### TASK GOAL
Reproduce every entry precisely as written.

Saved entries:
"""

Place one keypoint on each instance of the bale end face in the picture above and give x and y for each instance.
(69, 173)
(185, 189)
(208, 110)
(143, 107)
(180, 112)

"""

### RESPONSE
Place one keypoint on each instance of the bale end face in the picture above and give x and y for each instance.
(69, 173)
(185, 189)
(208, 110)
(143, 107)
(180, 112)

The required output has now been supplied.